Find the line holding "Exercise. Identify the elderly" in the entries below. Give it again exactly, along with every line after it up to and including the line holding "Exercise. Identify the white".

*** DATA PROVIDED ***

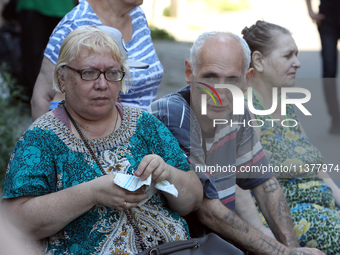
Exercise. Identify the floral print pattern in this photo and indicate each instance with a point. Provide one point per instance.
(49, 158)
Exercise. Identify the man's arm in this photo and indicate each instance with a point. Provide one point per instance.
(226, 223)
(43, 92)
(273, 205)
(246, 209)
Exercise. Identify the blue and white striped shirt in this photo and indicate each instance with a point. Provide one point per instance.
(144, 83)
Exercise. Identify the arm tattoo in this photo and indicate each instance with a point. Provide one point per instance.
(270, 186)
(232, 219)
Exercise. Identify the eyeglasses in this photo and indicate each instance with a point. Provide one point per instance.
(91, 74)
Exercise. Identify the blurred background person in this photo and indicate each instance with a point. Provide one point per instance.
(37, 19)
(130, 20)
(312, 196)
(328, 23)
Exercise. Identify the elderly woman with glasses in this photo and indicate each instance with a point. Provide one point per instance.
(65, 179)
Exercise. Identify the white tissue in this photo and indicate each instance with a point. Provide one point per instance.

*** End of DATA PROVIDED ***
*** DATA PROVIDED ***

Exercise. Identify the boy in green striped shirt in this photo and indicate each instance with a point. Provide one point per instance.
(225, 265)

*** End of DATA PROVIDED ***

RESULT FOR THIS EXERCISE -
Exercise. Identify the elderly woman with glasses in this photo and indicate each instance with a point. Provide one point per instance.
(65, 179)
Exercise. Identify the white tissue in this photo and indicate each instance with a point. Provide one point per instance.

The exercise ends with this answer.